= Task requirements =
Repeat all of the data precisely.
-- Start --
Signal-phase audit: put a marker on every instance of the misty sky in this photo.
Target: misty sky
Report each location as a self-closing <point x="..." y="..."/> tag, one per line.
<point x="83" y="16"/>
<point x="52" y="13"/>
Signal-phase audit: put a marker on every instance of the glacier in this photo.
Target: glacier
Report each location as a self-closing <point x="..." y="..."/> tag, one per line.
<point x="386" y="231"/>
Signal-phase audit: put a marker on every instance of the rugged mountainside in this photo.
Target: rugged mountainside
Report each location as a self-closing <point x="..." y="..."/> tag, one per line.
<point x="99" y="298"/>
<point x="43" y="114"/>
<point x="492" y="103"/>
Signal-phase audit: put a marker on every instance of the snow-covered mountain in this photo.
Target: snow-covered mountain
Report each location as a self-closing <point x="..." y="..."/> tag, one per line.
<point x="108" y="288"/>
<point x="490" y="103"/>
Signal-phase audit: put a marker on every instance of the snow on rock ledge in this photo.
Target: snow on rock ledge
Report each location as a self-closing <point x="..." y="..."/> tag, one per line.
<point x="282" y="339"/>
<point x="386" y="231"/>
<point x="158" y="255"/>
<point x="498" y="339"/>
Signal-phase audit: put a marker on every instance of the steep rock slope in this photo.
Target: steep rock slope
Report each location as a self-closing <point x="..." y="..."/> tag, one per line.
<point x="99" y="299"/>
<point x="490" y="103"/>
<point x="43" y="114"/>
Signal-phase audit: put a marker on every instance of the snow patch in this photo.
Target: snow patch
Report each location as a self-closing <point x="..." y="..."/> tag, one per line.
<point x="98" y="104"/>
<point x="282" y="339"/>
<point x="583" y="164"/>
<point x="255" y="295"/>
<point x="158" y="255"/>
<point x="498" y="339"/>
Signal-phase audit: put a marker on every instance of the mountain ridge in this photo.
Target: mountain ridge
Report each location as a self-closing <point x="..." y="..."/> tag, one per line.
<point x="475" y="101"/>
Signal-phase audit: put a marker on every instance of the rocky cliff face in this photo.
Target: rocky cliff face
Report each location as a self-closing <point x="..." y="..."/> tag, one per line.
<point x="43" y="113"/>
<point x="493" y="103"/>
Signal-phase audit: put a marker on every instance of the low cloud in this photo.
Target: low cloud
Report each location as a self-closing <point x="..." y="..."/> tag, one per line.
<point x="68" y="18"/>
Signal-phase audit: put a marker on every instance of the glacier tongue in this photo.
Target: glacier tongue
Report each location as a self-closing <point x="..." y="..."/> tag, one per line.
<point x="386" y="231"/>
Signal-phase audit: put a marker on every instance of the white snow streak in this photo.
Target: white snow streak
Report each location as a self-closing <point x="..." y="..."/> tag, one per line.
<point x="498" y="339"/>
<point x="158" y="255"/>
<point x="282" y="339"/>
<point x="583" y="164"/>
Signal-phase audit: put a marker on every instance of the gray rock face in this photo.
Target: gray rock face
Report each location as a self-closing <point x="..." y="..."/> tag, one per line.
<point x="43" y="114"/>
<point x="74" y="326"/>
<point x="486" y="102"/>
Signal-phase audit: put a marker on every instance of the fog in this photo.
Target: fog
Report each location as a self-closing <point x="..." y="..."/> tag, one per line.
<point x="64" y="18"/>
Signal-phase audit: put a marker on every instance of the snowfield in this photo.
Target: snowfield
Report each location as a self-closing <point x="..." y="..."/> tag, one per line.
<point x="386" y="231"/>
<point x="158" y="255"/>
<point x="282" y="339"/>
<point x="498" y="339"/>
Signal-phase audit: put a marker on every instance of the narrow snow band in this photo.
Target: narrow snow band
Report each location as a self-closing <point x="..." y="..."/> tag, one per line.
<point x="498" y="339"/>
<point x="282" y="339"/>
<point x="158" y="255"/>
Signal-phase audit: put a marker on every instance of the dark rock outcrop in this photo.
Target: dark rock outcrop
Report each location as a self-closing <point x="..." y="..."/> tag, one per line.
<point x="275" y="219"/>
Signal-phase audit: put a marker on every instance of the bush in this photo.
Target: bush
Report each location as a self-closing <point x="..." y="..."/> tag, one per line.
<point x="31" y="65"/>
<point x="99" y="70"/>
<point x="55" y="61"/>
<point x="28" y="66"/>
-- End --
= Written response =
Signal-phase audit: put a marker on every instance of the misty sky in this photo.
Target: misty sky
Report each location as a self-closing <point x="..." y="..."/> tag, one per line.
<point x="83" y="16"/>
<point x="52" y="13"/>
Signal-phase audit: put a marker on every instance of the glacier in this photo.
Target: glacier
Report each location as a self-closing <point x="..." y="..."/> tag, one per line.
<point x="386" y="231"/>
Signal-phase audit: put a marker on every instance of the rugged mountainside in this photo.
Target: rugged mountainside
Report each location as a self-closing <point x="..." y="..."/> tag, one per line.
<point x="99" y="298"/>
<point x="43" y="114"/>
<point x="492" y="103"/>
Signal-phase audit: put a marker on every instance of the snow-covered mountain in this photo.
Target: snow-covered mountain
Report each location as a self-closing <point x="..." y="..."/> tag, one per line.
<point x="108" y="288"/>
<point x="490" y="103"/>
Signal-phase audit: put a marker on every instance of the snow on rock ledge in this photo.
Target: snow on rock ledge
Report each location as a self-closing <point x="..." y="..."/> tag, one per line.
<point x="282" y="339"/>
<point x="386" y="231"/>
<point x="158" y="255"/>
<point x="498" y="339"/>
Signal-phase audit: put a marker on every instance of the steep rock slope in this photo.
Target: steep rock slope
Report each location as a self-closing <point x="..." y="..."/> tag, one per line.
<point x="99" y="299"/>
<point x="490" y="103"/>
<point x="43" y="114"/>
Signal-phase audit: put a marker on every instance of the snow patch in this photo.
Target: snow patch
Report each location as a self-closing <point x="..." y="..."/> tag, one per line.
<point x="98" y="104"/>
<point x="282" y="339"/>
<point x="583" y="164"/>
<point x="255" y="295"/>
<point x="158" y="255"/>
<point x="498" y="339"/>
Signal-phase audit: put a marker on every instance of the mountain ridge in this photo.
Target: mountain ridge
Report each location as a self-closing <point x="..." y="..."/> tag, one per line.
<point x="475" y="101"/>
Signal-phase audit: put a marker on every instance of the rocky cliff face in this photo.
Target: rocky cliff face
Report each location as a self-closing <point x="..." y="..."/> tag, one per line.
<point x="43" y="113"/>
<point x="493" y="103"/>
Signal-phase audit: put a marker on every instance of the low cloud in this photo.
Target: low cloud
Report each location as a self-closing <point x="..." y="..."/> tag, one per line.
<point x="68" y="18"/>
Signal-phase audit: put a marker on every instance of the glacier tongue in this photo.
Target: glacier tongue
Report each location as a self-closing <point x="..." y="..."/> tag, one per line.
<point x="386" y="231"/>
Signal-phase audit: put a marker on every instance of the white snow streak in this photo.
Target: white snow streak
Report each location as a self-closing <point x="..." y="..."/> tag, one per line.
<point x="498" y="339"/>
<point x="158" y="255"/>
<point x="282" y="339"/>
<point x="583" y="164"/>
Signal-phase audit: put a marker on every instance of the gray rock face in this photo.
Target: gray rock face
Report each location as a self-closing <point x="..." y="..."/> tag, one per line.
<point x="43" y="114"/>
<point x="74" y="326"/>
<point x="486" y="102"/>
Signal-phase audit: put a marker on every instance of the fog in this photo.
Target: fog
Report each location as a self-closing <point x="..." y="..."/> tag, one per line.
<point x="64" y="18"/>
Signal-phase audit: put a marker on every instance of the snowfield in this photo.
Target: snowfield
Report each location as a self-closing <point x="..." y="..."/> tag, one per line.
<point x="386" y="231"/>
<point x="158" y="255"/>
<point x="282" y="339"/>
<point x="498" y="339"/>
Signal-phase audit: put a marker on every instance of the narrow snow band in this photo.
Target: narrow snow band
Report each location as a self-closing <point x="..." y="..."/> tag, one per line.
<point x="498" y="339"/>
<point x="282" y="339"/>
<point x="158" y="255"/>
Signal-phase audit: put a marker on every instance of the dark rock outcrop in this photo.
Target: dark rock outcrop
Report each location as a self-closing <point x="..." y="..."/> tag, one per line.
<point x="275" y="219"/>
Signal-phase audit: put a marker on every instance of the bush in this photo.
Target: bush
Report each location as a self-closing <point x="..." y="..."/> tag, one per line.
<point x="31" y="65"/>
<point x="99" y="70"/>
<point x="55" y="61"/>
<point x="28" y="66"/>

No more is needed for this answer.